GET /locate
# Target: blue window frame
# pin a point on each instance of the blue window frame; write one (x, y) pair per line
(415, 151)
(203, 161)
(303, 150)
__________________________________________________
Required work: Copy out precisely those lines which run from the one containing "# pin a point" to the end of the material.

Solution:
# pin a point on each instance of the blue window frame; write one (x, y) pair per line
(415, 151)
(203, 161)
(303, 150)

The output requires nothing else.